Short exercise
Output the data below in full, character for character.

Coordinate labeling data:

+++

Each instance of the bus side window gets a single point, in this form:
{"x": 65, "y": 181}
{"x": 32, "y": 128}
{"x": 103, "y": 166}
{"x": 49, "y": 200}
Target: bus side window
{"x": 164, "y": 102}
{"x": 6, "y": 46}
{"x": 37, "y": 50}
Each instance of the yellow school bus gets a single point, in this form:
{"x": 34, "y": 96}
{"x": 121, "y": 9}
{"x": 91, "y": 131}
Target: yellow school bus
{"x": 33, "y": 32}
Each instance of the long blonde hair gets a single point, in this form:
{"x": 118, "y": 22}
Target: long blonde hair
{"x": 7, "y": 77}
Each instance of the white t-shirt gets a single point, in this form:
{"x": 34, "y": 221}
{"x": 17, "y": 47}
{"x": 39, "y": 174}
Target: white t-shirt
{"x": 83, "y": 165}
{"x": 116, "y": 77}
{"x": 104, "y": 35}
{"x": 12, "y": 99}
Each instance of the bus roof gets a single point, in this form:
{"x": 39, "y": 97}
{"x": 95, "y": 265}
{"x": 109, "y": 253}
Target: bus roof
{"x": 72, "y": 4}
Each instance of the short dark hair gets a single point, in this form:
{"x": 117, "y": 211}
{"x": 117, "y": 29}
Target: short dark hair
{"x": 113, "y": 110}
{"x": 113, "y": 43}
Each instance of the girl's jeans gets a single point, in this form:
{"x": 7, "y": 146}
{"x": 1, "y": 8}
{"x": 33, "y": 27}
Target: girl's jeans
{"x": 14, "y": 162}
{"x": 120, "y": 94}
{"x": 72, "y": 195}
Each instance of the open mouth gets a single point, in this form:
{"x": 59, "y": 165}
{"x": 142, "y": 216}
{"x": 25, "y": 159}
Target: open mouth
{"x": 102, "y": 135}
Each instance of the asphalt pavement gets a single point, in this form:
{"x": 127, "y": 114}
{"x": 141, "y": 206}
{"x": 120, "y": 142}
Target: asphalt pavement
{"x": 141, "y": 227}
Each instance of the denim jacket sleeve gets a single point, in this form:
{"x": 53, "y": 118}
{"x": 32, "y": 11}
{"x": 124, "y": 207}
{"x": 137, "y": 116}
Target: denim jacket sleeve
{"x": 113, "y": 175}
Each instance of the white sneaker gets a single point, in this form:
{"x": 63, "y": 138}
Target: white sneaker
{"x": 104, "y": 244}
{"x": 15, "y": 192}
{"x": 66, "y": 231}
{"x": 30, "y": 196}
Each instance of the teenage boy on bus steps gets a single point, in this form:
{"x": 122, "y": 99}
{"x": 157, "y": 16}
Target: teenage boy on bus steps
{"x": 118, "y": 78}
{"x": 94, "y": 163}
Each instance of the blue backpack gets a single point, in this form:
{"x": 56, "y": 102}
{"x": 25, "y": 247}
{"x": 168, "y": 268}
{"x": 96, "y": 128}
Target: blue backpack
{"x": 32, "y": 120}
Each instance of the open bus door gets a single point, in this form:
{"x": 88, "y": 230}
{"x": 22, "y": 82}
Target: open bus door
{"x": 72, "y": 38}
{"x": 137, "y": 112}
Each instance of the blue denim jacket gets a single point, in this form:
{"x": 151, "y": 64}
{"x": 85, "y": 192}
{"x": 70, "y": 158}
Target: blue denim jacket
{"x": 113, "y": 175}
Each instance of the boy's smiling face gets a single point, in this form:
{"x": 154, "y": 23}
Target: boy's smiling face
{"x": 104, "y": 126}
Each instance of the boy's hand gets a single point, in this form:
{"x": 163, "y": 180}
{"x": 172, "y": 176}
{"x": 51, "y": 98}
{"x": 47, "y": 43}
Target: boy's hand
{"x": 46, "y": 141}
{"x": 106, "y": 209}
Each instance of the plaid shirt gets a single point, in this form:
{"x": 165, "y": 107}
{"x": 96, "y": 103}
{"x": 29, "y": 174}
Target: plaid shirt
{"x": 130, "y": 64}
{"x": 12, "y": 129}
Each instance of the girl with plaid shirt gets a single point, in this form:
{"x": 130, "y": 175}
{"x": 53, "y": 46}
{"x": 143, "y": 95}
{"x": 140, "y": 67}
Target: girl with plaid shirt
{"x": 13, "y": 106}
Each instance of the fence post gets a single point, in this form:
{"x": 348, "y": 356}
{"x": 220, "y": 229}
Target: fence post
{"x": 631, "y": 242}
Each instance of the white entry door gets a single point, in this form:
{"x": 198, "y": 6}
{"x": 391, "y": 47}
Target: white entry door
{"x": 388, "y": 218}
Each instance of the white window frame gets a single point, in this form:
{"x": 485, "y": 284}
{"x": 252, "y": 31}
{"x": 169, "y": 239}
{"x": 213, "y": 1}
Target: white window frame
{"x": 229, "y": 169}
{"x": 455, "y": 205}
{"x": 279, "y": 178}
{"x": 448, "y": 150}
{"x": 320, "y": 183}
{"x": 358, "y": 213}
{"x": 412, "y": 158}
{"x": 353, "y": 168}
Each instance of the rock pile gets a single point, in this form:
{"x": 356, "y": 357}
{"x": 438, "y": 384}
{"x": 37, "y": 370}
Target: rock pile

+++

Full response
Each instance of the bus side window gets a single point, in this form:
{"x": 65, "y": 181}
{"x": 32, "y": 128}
{"x": 103, "y": 166}
{"x": 49, "y": 200}
Target: bus side window
{"x": 164, "y": 102}
{"x": 6, "y": 46}
{"x": 37, "y": 50}
Each instance of the yellow school bus gets a single point, in this form:
{"x": 34, "y": 96}
{"x": 121, "y": 9}
{"x": 91, "y": 131}
Target: yellow school bus
{"x": 33, "y": 32}
Each instance of the long blonde hair gets a single point, in this form:
{"x": 118, "y": 22}
Target: long blonde hair
{"x": 7, "y": 77}
Each instance of the white t-shirt gets a single point, in this form:
{"x": 34, "y": 221}
{"x": 17, "y": 47}
{"x": 39, "y": 174}
Target: white t-shirt
{"x": 83, "y": 165}
{"x": 116, "y": 77}
{"x": 104, "y": 35}
{"x": 12, "y": 99}
Each instance of the bus roof gets a single point, in this form:
{"x": 39, "y": 97}
{"x": 95, "y": 265}
{"x": 109, "y": 253}
Target: bus roof
{"x": 72, "y": 4}
Each instance of the short dark hair gets a single point, in this form:
{"x": 117, "y": 211}
{"x": 117, "y": 29}
Target: short dark hair
{"x": 113, "y": 110}
{"x": 113, "y": 43}
Each instance of the girl's jeans gets a single point, in this form:
{"x": 7, "y": 146}
{"x": 1, "y": 8}
{"x": 33, "y": 27}
Target: girl's jeans
{"x": 14, "y": 162}
{"x": 120, "y": 94}
{"x": 72, "y": 195}
Each instance of the open mouth gets a single point, in this form:
{"x": 59, "y": 165}
{"x": 142, "y": 216}
{"x": 25, "y": 159}
Target: open mouth
{"x": 102, "y": 135}
Each instance of the asphalt pavement gets a single point, in this form:
{"x": 127, "y": 114}
{"x": 141, "y": 206}
{"x": 120, "y": 142}
Target: asphalt pavement
{"x": 141, "y": 227}
Each instance of the denim jacket sleeve gets a single point, in this form:
{"x": 53, "y": 118}
{"x": 32, "y": 11}
{"x": 124, "y": 207}
{"x": 137, "y": 116}
Target: denim jacket sleeve
{"x": 113, "y": 175}
Each instance of the white sneaker gets a single point, in this form:
{"x": 63, "y": 138}
Target: white sneaker
{"x": 104, "y": 244}
{"x": 15, "y": 192}
{"x": 66, "y": 231}
{"x": 30, "y": 196}
Each instance of the teenage boy on bus steps gets a single point, in this form:
{"x": 122, "y": 99}
{"x": 157, "y": 16}
Target: teenage boy on bus steps
{"x": 118, "y": 78}
{"x": 94, "y": 163}
Each instance of the blue backpack gets a single point, in this form:
{"x": 56, "y": 102}
{"x": 25, "y": 247}
{"x": 168, "y": 268}
{"x": 96, "y": 128}
Target: blue backpack
{"x": 32, "y": 120}
Each instance of the open bus door gets a single point, in this form:
{"x": 88, "y": 230}
{"x": 22, "y": 82}
Target: open bus door
{"x": 72, "y": 38}
{"x": 137, "y": 112}
Each instance of the blue denim jacket gets a single point, in this form:
{"x": 151, "y": 64}
{"x": 85, "y": 192}
{"x": 70, "y": 158}
Target: blue denim jacket
{"x": 113, "y": 175}
Each instance of the boy's smiling face gets a single point, in this form:
{"x": 154, "y": 23}
Target: boy's smiling face
{"x": 104, "y": 126}
Each instance of the boy's hand gets a single point, in this form:
{"x": 163, "y": 180}
{"x": 172, "y": 176}
{"x": 51, "y": 98}
{"x": 47, "y": 43}
Target: boy's hand
{"x": 46, "y": 141}
{"x": 106, "y": 209}
Each instance of the plaid shirt gets a single point, in this form:
{"x": 165, "y": 107}
{"x": 96, "y": 103}
{"x": 29, "y": 174}
Target: plaid shirt
{"x": 130, "y": 64}
{"x": 12, "y": 129}
Each instance of the girl with plaid shirt gets a single point, in this form:
{"x": 130, "y": 175}
{"x": 53, "y": 46}
{"x": 143, "y": 95}
{"x": 140, "y": 67}
Target: girl with plaid shirt
{"x": 13, "y": 106}
Each instance of the fence post gets a single point, in this form:
{"x": 348, "y": 356}
{"x": 220, "y": 229}
Target: fence post
{"x": 631, "y": 242}
Each instance of the white entry door gets a single point, in this form:
{"x": 198, "y": 6}
{"x": 391, "y": 47}
Target: white entry door
{"x": 388, "y": 218}
Each instance of the white window frame gets a single point, in this form:
{"x": 485, "y": 284}
{"x": 252, "y": 31}
{"x": 169, "y": 239}
{"x": 213, "y": 1}
Target: white window frame
{"x": 229, "y": 169}
{"x": 455, "y": 205}
{"x": 279, "y": 178}
{"x": 448, "y": 150}
{"x": 320, "y": 183}
{"x": 358, "y": 213}
{"x": 412, "y": 158}
{"x": 353, "y": 168}
Each instance of the rock pile gets a single point, in this form:
{"x": 356, "y": 357}
{"x": 438, "y": 384}
{"x": 37, "y": 370}
Target: rock pile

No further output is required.